Ceteris paribus factors, other than aggregate income or production, that are held constant when the net exports line is constructed and which cause the net exports line to shift when they change. Some of the more important net exports determinants are global economic conditions, exchange rates, and trade barriers.
Net exports determinants are ceteris paribus factors that determine the position of the net exports line that plots the relation between net exports and income. Changes in these determinants then cause shifts of the net exports line.

While the net exports line is commonly assumed to be horizontal, reflecting autonomous net exports, it realistically has a negative slope, indicating induced net exports. Induced net exports means that net exports are based on the aggregate level of income or production in the economy. Net exports are induced because imports are positively induced by income and production. And because imports are subtracted from exports to obtain net exports, net exports are negatively induced by income and production.

However, a number of other factors also affect net exports independent of income. For example, a typical foreign entity like the government of the Republic of Northwest Queoldiolia, might decide to increase its exports by Wacky Willy Stuffed Amigos from the United States. This extra spending is NOT the result of an expanding domestic U.S. economy.

Rather, this expenditure was undertaken for "other reasons" unrelated to domestic income or production. The specific reason underlying Northwest Queoldiolia's increase in spending was the desire of Queoldiolian consumers to obtain these cute and cuddly creatures, prompted in large part to an expanding Queoldiolian economy.

In addition, a change in the currency exchange rate between U.S. currency and Queoldiolian reduced the relative price of Wacky Willy Stuffed Amigos, at least from the perspective of Queoldiolians.

What They Do

Determinants
Determinants

Net exports determinants affect the net exports line much like any determinants affect a corresponding curve--they cause the curve to shift.

The exhibit to the right presents the net exports line, labeled X-M. Net exports determinants can trigger either an increase or a decrease in net exports.

  • Increase in Net Exports: An increase in net exports is illustrated by an upward shift of the net exports line. At each domestic income and production level, the foreign sector undertakes greater net exports. Click the [Increase] button to illustrate.

  • Decrease in Net Exports: A decrease in net exports is illustrated by a downward shift of the net exports line. At each domestic income and production level, the foreign sector undertakes fewer net exports. Click the [Decrease] button to illustrate.

GIVEN DATA:
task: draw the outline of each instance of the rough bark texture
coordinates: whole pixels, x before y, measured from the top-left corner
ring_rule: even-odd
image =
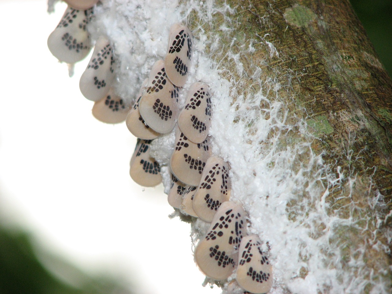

REQUIRED TASK A:
Answer these questions from the text on net exports determinants above.
(i) Which three net exports determinants does it name as among the more important?
(ii) What label does the exhibit give the net exports line?
(iii) What kind of shift of the net exports line illustrates a decrease in net exports?
REQUIRED TASK B:
Reproduce the part of the text on net exports determinants between "In addition, a" and "[Increase] button to illustrate.", inclusive.
REQUIRED TASK C:
Proceed with the text on net exports determinants, starting after its last sentence.

WRITTEN REPLY A:
(i) Global economic conditions, exchange rates, and trade barriers.
(ii) X-M.
(iii) A downward shift.

WRITTEN REPLY B:
In addition, a change in the currency exchange rate between U.S. currency and Queoldiolian reduced the relative price of Wacky Willy Stuffed Amigos, at least from the perspective of Queoldiolians.

What They Do

Determinants
Determinants

Net exports determinants affect the net exports line much like any determinants affect a corresponding curve--they cause the curve to shift.

The exhibit to the right presents the net exports line, labeled X-M. Net exports determinants can trigger either an increase or a decrease in net exports.

  • Increase in Net Exports: An increase in net exports is illustrated by an upward shift of the net exports line. At each domestic income and production level, the foreign sector undertakes greater net exports. Click the [Increase] button to illustrate.

WRITTEN REPLY C:
These shifts of the net exports line are not monumentally important in Keynesian economics. However, they can trigger a bit of business-cycle instability. A shift of the net exports line causes a corresponding shift of aggregate expenditures line which disrupts equilibrium equality between aggregate expenditures and aggregate production. An upward shift corresponds with a business-cycle expansion. A downward shift then corresponds with a business-cycle contraction.

What They Are

While foreign entities like the Republic of Northwest Queoldiolia are bound to encounter a wide range of specific non-income factors affecting their own foreign trade activities, determinants affecting overall net exports by the foreign sector tend to fall into a limited number of categories. Some of the more important determinants are:
  • Global Prosperity: The health of foreign economies has a major impact on net exports, primarily through the exports component. When other nations are in fine economic shape, their consumers tend to buy more goods, their business firms are bound to invest in more capital goods, and their government entities are also likely to do more spending. Some of these expenditures end up purchasing goods produced in the domestic economy, that is exports from the domestic economy to the foreign sector. The result is an increase in net exports and an upward shift of the net exports line. Of course, a decline in global prosperity causes a decrease in net exports and a downward shift of the net exports line.

  • Exchange Rates: Currency exchange rates are the prices of one currency in terms of other currencies. The currency of one nation is exchange for that of another in part to facilitate foreign trade, exports and imports. When exchange rates change, they affect the relative prices of exports and imports. Suppose, for example, that the price of U.S. currency in terms of Canadian currency is 0.80 Canadian dollars per 1 U.S. dollar. If this price increases, making U.S. dollars more expensive to Canadians, then the price of U.S. goods increases, and Canadians are likely to purchase fewer U.S. exports. Alternatively, the price of Canadian goods falls, which increases Canadian imports into the United States. Both end up decreasing net exports and shifting the net exports line downward. An opposite change in exchange rates, causes an increase in net exports and an upward shift of the net exports line.

  • Trade Barriers: Virtually every nation in the world has an assortment of trade barriers, tariffs, restrictions, and subsidies that are used to gain a competitive advantage in the game of foreign trade for their producers. The goal of these trade barriers is to increase net exports by increasing exports and decreasing imports. To the extent that a country is successful, net exports increase and the net exports line shifts upward. However, to the extent that other nations in the foreign sector, which seek to increase their own exports (domestic imports) and reduce their own imports (domestic exports), are successfully, then domestic net exports decline and the net exports line shifts downward.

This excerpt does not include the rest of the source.